— Start of Extracted entries —
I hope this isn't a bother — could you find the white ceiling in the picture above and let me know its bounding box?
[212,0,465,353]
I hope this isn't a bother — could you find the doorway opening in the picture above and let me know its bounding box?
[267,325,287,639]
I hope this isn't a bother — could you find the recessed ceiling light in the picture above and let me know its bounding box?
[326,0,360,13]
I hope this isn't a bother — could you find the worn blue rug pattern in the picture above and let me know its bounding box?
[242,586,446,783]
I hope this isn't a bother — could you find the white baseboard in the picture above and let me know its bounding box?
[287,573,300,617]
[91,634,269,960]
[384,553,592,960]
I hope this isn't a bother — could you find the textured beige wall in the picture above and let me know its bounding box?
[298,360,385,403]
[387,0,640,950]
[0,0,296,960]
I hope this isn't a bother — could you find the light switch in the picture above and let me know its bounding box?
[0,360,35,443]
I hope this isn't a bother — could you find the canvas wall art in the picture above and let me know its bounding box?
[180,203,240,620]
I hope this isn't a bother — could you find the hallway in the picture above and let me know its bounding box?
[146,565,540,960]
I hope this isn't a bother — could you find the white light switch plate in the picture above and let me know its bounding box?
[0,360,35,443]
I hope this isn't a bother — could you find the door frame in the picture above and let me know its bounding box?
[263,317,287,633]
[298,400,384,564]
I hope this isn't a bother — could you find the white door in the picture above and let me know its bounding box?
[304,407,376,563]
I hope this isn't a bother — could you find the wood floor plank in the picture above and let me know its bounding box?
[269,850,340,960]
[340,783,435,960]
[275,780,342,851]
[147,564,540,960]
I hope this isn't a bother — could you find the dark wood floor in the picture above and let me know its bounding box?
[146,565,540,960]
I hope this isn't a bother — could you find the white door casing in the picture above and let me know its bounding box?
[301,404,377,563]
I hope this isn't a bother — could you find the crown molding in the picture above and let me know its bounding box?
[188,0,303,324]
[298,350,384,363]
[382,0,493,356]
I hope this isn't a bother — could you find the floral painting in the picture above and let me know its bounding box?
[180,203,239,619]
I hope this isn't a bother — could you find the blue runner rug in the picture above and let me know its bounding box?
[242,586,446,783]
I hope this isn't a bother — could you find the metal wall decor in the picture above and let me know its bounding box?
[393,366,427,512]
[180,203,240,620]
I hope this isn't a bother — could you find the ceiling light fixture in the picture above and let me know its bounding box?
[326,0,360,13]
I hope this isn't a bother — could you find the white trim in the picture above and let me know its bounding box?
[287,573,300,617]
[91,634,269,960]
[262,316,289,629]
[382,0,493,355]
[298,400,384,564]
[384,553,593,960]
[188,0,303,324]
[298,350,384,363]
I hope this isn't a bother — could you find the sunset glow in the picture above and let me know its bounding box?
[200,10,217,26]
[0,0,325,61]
— End of Extracted entries —
= Instructions for the task =
Recast the stretch from the line containing "find the floral" through the end of the material as a JSON list of strings, one string per line, leaving out blank lines.

= Output for this exercise =
[
  "I hope this isn't a bother — could you find the floral painting in the picture above and let me know its bounding box?",
  "[180,203,239,619]",
  "I hope this isn't a bother — could you find the blue runner rug in the picture above and let me know its bounding box?",
  "[242,586,446,783]",
  "I hope this isn't a bother — could you find the metal wall decor in the picture above and let me know its bounding box?",
  "[393,366,427,512]",
  "[180,203,240,620]",
  "I hope this isn't a bother — could you find the ceiling light fixture in the picture above and let me know its bounding box?",
  "[326,0,360,13]",
  "I hope this isn't a bother — could you find the white trim in the picture above and let me know its bounding box?",
  "[287,573,300,617]",
  "[91,634,269,960]",
  "[262,316,289,629]",
  "[382,0,493,355]",
  "[298,400,384,564]",
  "[384,553,593,960]",
  "[188,0,303,324]",
  "[298,350,384,363]",
  "I hope this isn't a bother — could you find the sunset glow in the picture above and let me know its bounding box?",
  "[200,10,217,26]",
  "[0,0,325,61]"
]